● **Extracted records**
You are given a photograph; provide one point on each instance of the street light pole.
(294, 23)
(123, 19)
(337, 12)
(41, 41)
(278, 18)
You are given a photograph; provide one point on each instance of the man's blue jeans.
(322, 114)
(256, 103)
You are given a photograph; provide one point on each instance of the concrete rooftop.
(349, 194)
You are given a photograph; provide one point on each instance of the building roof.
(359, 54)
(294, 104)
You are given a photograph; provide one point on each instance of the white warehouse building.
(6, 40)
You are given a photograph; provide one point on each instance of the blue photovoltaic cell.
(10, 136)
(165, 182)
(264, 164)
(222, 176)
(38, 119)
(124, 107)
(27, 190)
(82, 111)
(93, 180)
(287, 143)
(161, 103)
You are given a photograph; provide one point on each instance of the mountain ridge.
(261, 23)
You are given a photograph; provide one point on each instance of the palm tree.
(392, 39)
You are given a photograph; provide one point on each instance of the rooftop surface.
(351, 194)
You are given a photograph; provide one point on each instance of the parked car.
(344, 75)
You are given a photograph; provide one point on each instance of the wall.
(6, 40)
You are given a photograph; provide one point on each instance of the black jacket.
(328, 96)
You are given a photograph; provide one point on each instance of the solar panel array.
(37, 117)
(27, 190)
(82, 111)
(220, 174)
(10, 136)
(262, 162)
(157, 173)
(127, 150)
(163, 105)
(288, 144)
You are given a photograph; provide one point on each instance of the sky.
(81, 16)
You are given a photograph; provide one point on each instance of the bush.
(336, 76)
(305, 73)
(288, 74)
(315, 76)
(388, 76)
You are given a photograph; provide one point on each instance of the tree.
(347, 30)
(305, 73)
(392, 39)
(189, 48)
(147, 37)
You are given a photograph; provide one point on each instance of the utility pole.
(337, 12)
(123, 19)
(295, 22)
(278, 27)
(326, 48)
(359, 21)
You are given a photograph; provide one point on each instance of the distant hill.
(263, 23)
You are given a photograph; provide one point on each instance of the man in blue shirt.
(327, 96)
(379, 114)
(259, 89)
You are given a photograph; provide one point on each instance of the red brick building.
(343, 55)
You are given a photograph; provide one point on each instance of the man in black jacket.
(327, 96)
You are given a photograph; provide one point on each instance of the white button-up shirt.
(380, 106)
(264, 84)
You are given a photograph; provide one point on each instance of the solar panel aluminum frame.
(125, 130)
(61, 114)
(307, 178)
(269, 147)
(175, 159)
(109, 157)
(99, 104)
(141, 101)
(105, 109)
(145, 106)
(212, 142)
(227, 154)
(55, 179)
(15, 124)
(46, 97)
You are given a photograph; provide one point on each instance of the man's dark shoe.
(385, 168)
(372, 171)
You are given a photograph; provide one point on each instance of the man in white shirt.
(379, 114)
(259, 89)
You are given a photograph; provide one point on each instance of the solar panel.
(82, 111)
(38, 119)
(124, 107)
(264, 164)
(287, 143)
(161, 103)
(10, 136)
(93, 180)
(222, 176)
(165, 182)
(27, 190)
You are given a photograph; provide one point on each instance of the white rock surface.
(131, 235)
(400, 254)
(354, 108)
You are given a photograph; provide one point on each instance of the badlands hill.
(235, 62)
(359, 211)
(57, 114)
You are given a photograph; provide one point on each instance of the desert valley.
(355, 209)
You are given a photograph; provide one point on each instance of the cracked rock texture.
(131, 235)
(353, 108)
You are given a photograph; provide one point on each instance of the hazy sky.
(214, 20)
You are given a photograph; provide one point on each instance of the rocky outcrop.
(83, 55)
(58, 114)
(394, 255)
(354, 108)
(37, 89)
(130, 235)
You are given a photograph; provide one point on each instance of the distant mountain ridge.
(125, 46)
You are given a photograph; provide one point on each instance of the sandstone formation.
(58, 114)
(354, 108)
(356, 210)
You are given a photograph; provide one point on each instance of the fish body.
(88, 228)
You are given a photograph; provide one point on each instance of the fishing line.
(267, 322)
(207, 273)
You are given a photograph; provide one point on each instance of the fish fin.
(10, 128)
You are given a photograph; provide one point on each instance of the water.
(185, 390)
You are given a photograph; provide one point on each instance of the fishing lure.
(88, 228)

● **PROBLEM TO SOLVE**
Output the records in full, exactly.

● **ANSWER SECTION**
You are given a photograph; provide one point on each instance of the street light pole.
(294, 23)
(123, 19)
(337, 12)
(41, 41)
(278, 18)
You are given a photograph; provide one point on each instance of the man's blue jeans.
(322, 114)
(256, 103)
You are given a photograph; provide one point on each instance of the concrete rooftop.
(349, 194)
You are given a photograph; provide one point on each instance of the building roof.
(359, 54)
(294, 104)
You are given a photograph; provide one point on each instance of the white warehouse building.
(6, 40)
You are given a photograph; provide one point on each instance of the blue photovoltaic cell.
(10, 136)
(165, 182)
(264, 164)
(222, 176)
(38, 119)
(124, 107)
(27, 190)
(82, 111)
(93, 180)
(287, 143)
(161, 103)
You are given a photograph; provide one point on each instance of the mountain ridge.
(261, 23)
You are given a photograph; provide one point on each instance of the palm tree.
(392, 39)
You are given a photograph; provide one point on each instance of the rooftop surface.
(351, 194)
You are given a photograph; provide one point on each instance of the parked car.
(344, 75)
You are given a photograph; provide one point on each instance of the wall.
(6, 40)
You are given a photograph; provide one point on each instance of the black jacket.
(328, 96)
You are given a photograph; provide one point on each instance of the solar panel array.
(37, 117)
(27, 190)
(82, 111)
(220, 174)
(10, 136)
(262, 162)
(157, 173)
(127, 150)
(163, 105)
(288, 144)
You are given a photograph; provide one point on each instance of the sky.
(81, 16)
You are given a photograph; provide one point on each instance of the bush.
(336, 76)
(305, 73)
(288, 74)
(315, 76)
(388, 76)
You are given a photograph; provide one point on each instance of the tree.
(347, 30)
(305, 73)
(392, 39)
(189, 48)
(147, 37)
You are given a photograph; provide one point on each instance of the utility pole.
(337, 12)
(123, 19)
(295, 22)
(278, 27)
(326, 48)
(359, 21)
You are given a photograph; provide one point on each instance of the distant hill.
(263, 23)
You are given a photograph; provide one point on each instance of the man in blue shirt.
(327, 96)
(379, 114)
(259, 89)
You are given a photograph; provide one point on each instance of the red brick building.
(343, 55)
You are given a photograph; provide one point on each instance of the man in black jacket.
(327, 96)
You are given a photograph; provide one point on each instance of the white button-up shirt.
(380, 106)
(264, 84)
You are given a photograph; provide one point on each instance of the solar panel aluminum frame.
(125, 130)
(61, 114)
(307, 178)
(269, 147)
(175, 159)
(109, 157)
(99, 104)
(141, 101)
(105, 109)
(145, 106)
(212, 142)
(227, 154)
(55, 179)
(15, 124)
(46, 97)
You are given a photograph; provide one point on each instance of the man's dark shoe.
(385, 168)
(372, 171)
You are given a photograph; provide one point on each instance of the man in white shirt.
(379, 114)
(259, 89)
You are given a photograph; provide one point on each instance of the solar panel.
(82, 111)
(38, 119)
(124, 107)
(264, 164)
(287, 143)
(161, 103)
(10, 136)
(93, 180)
(222, 176)
(165, 182)
(27, 190)
You are given a photograph; provide one point on each instance of the white rock surface.
(131, 235)
(400, 254)
(354, 108)
You are given a photograph; provide one point on each instance of the badlands hill.
(235, 62)
(359, 211)
(57, 114)
You are given a photograph; provide one point on each instance of the desert valley.
(355, 209)
You are given a photograph; provide one point on each instance of the cracked rock texture.
(131, 235)
(353, 108)
You are given a photograph; provide one point on each instance of the hazy sky.
(214, 20)
You are given a photograph; provide one point on each instance of the rocky outcrop.
(83, 55)
(58, 114)
(394, 255)
(354, 108)
(37, 89)
(130, 235)
You are given a photograph; provide one point on each instance of the distant mountain ridge.
(125, 46)
You are given a photograph; provide one point on each instance of the sandstone formation.
(58, 114)
(354, 108)
(356, 210)
You are given a photograph; provide one point on each instance of the fish body.
(88, 228)
You are given a photograph; provide one point on each instance of the fishing line.
(267, 322)
(207, 273)
You are given a photograph; provide one point on each instance of the fish fin.
(10, 128)
You are given a photograph; provide one point on each instance of the water.
(185, 390)
You are given a photograph; provide one point on each instance of the fishing lure.
(88, 228)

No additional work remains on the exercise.